_WRITTEN INSTRUCTION_: Copy the data below word for word, omitting the pictures.

— start —

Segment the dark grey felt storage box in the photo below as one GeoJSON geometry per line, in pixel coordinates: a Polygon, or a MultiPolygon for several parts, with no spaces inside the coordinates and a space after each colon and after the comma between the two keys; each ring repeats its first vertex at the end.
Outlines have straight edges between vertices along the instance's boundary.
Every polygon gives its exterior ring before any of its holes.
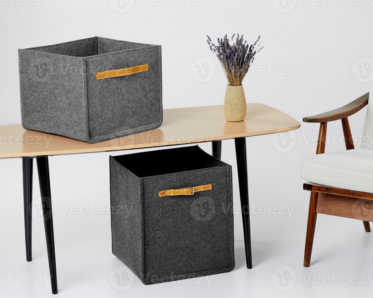
{"type": "Polygon", "coordinates": [[[97,37],[19,50],[23,127],[93,143],[159,127],[161,56],[97,37]]]}
{"type": "Polygon", "coordinates": [[[143,283],[233,269],[230,165],[193,146],[110,156],[110,175],[113,253],[143,283]]]}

— end —

_REPLY_:
Segment the dark grey felt storage box in the photo below as one GeoJSON geometry per line, in pixel coordinates: a Polygon, or a MultiPolygon for several parts, with no spaces inside the coordinates and a space after each colon and after the comma between the two keys; each ring repeats its first vertex at the end.
Outlines have straight edges between vertices along the instance's boundary.
Every polygon gives its exterior ring before any of its holes.
{"type": "Polygon", "coordinates": [[[97,37],[19,50],[23,127],[93,143],[159,127],[161,56],[97,37]]]}
{"type": "Polygon", "coordinates": [[[143,283],[233,269],[230,165],[193,146],[110,156],[110,175],[113,253],[143,283]]]}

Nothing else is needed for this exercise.